▸ **Task requirements**:
Reproduce all records below exactly.

========

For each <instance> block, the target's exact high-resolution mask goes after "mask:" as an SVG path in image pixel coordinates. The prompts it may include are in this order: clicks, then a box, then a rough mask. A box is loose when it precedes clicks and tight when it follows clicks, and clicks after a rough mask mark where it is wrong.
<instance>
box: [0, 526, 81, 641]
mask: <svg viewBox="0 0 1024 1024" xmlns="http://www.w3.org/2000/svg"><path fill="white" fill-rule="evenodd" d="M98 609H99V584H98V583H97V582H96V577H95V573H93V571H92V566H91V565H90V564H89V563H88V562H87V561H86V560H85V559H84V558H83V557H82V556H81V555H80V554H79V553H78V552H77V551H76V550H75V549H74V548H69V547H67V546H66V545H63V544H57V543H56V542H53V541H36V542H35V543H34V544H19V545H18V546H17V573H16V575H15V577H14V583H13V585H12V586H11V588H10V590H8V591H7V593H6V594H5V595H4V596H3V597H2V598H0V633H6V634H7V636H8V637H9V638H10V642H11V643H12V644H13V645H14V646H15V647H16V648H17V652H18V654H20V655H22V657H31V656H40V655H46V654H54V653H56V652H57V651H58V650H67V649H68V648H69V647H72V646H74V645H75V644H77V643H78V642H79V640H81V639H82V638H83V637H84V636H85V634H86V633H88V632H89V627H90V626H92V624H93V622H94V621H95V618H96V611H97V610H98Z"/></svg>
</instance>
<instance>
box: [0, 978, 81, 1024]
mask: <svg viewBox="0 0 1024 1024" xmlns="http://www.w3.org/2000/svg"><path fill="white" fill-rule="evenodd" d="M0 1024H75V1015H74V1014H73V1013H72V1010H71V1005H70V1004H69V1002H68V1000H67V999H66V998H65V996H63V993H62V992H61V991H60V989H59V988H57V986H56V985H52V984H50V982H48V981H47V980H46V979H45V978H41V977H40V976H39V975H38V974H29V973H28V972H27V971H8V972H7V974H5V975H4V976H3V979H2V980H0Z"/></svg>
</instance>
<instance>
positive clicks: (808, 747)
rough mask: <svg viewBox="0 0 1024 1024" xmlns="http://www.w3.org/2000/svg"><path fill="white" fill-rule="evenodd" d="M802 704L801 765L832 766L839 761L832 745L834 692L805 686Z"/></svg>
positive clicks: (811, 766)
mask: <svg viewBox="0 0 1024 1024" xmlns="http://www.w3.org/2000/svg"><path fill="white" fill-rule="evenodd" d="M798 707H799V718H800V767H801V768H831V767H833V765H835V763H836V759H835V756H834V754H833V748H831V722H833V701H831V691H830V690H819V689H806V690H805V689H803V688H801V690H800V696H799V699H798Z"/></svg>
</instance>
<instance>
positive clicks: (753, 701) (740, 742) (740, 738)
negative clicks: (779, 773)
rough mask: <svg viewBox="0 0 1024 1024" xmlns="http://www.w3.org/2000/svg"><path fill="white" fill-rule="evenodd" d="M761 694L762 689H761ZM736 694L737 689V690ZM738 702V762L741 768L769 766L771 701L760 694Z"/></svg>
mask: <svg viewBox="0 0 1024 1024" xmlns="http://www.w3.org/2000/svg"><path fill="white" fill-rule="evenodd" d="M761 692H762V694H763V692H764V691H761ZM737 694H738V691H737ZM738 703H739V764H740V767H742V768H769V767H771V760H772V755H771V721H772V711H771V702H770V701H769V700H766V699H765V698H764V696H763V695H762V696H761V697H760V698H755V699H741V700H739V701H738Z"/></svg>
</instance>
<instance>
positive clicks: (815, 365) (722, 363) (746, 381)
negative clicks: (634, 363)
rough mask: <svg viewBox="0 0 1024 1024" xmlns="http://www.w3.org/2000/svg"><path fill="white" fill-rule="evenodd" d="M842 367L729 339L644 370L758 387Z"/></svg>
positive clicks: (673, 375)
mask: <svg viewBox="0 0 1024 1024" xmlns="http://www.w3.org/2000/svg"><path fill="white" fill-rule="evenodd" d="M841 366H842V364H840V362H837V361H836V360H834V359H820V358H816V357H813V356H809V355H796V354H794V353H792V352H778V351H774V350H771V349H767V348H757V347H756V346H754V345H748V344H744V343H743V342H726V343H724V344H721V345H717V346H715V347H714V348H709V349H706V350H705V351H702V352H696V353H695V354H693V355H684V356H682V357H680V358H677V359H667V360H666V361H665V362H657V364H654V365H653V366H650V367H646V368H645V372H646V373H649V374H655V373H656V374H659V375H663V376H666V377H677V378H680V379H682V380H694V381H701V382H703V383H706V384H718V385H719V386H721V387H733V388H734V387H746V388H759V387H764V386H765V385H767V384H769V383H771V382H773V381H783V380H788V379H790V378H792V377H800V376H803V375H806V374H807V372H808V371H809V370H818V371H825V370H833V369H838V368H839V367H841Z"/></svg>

========

▸ **Task result**:
For each <instance> block, the target's exact high-resolution mask goes after "mask:" as an SVG path in image pixel coordinates. The prompts it may include are in this order: clicks, then a box, then a rough mask. A box is loose when it precedes clicks and tight when it follows clicks, and clicks after a rough mask mark where it is wrong.
<instance>
box: [0, 526, 81, 641]
mask: <svg viewBox="0 0 1024 1024" xmlns="http://www.w3.org/2000/svg"><path fill="white" fill-rule="evenodd" d="M98 609H99V584H98V583H97V582H96V577H95V573H93V571H92V566H91V565H90V564H89V563H88V562H87V561H86V560H85V559H84V558H83V557H82V556H81V555H80V554H79V553H78V552H77V551H76V550H75V549H74V548H69V547H67V546H66V545H63V544H57V543H56V542H53V541H36V542H35V543H34V544H19V545H18V546H17V573H16V575H15V577H14V583H13V585H12V586H11V588H10V590H8V591H7V593H6V594H5V595H4V596H3V597H2V598H0V633H6V634H7V636H8V637H9V638H10V642H11V643H12V644H13V645H14V646H15V647H16V648H17V652H18V654H20V655H22V657H31V656H40V655H46V654H54V653H56V652H57V651H58V650H67V649H68V648H69V647H72V646H74V645H75V644H77V643H78V642H79V640H81V639H82V638H83V637H84V636H85V634H86V633H88V632H89V627H90V626H92V624H93V622H94V621H95V618H96V611H97V610H98Z"/></svg>
</instance>
<instance>
box: [0, 978, 81, 1024]
mask: <svg viewBox="0 0 1024 1024" xmlns="http://www.w3.org/2000/svg"><path fill="white" fill-rule="evenodd" d="M0 1024H75V1015H74V1014H73V1013H72V1010H71V1005H70V1004H69V1002H68V1000H67V999H66V998H65V996H63V993H62V992H61V991H60V989H59V988H57V986H56V985H52V984H50V982H48V981H47V980H46V979H45V978H41V977H40V976H39V975H38V974H29V973H28V972H27V971H8V972H7V974H5V975H4V976H3V979H2V980H0Z"/></svg>
</instance>
<instance>
positive clicks: (808, 747)
rough mask: <svg viewBox="0 0 1024 1024" xmlns="http://www.w3.org/2000/svg"><path fill="white" fill-rule="evenodd" d="M802 704L801 765L832 766L839 761L832 745L834 692L805 686Z"/></svg>
positive clicks: (811, 766)
mask: <svg viewBox="0 0 1024 1024" xmlns="http://www.w3.org/2000/svg"><path fill="white" fill-rule="evenodd" d="M798 707H799V718H800V767H801V768H831V767H833V765H835V763H836V759H835V756H834V754H833V748H831V722H833V701H831V691H830V690H819V689H806V690H805V689H803V688H801V690H800V696H799V699H798Z"/></svg>
</instance>
<instance>
positive clicks: (753, 701) (740, 742) (740, 738)
negative clicks: (779, 773)
rough mask: <svg viewBox="0 0 1024 1024" xmlns="http://www.w3.org/2000/svg"><path fill="white" fill-rule="evenodd" d="M761 694L762 689H761ZM736 694L737 689V690ZM738 702V762L741 768L769 766L771 701L760 694Z"/></svg>
mask: <svg viewBox="0 0 1024 1024" xmlns="http://www.w3.org/2000/svg"><path fill="white" fill-rule="evenodd" d="M761 692H762V694H763V692H764V691H761ZM737 694H738V691H737ZM738 703H739V764H740V767H742V768H769V767H771V760H772V755H771V721H772V711H771V702H770V701H769V700H766V699H765V698H764V696H763V695H762V696H761V697H760V698H755V699H741V700H739V701H738Z"/></svg>
</instance>
<instance>
positive clicks: (815, 365) (722, 363) (746, 381)
negative clicks: (634, 363)
rough mask: <svg viewBox="0 0 1024 1024" xmlns="http://www.w3.org/2000/svg"><path fill="white" fill-rule="evenodd" d="M842 367L729 339L644 370L758 387Z"/></svg>
positive clicks: (673, 375)
mask: <svg viewBox="0 0 1024 1024" xmlns="http://www.w3.org/2000/svg"><path fill="white" fill-rule="evenodd" d="M841 366H842V364H840V362H837V361H836V360H834V359H820V358H816V357H813V356H809V355H796V354H794V353H792V352H778V351H774V350H771V349H767V348H757V347H756V346H754V345H748V344H744V343H743V342H726V343H724V344H721V345H717V346H715V347H714V348H709V349H706V350H705V351H702V352H696V353H695V354H693V355H684V356H682V357H680V358H677V359H667V360H666V361H665V362H657V364H654V365H653V366H650V367H646V368H645V372H646V373H649V374H655V373H656V374H659V375H663V376H666V377H677V378H680V379H682V380H694V381H701V382H703V383H706V384H718V385H719V386H721V387H733V388H734V387H746V388H759V387H764V386H765V385H767V384H769V383H771V382H773V381H783V380H788V379H790V378H792V377H800V376H803V375H806V374H807V372H808V371H809V370H818V371H825V370H833V369H838V368H839V367H841Z"/></svg>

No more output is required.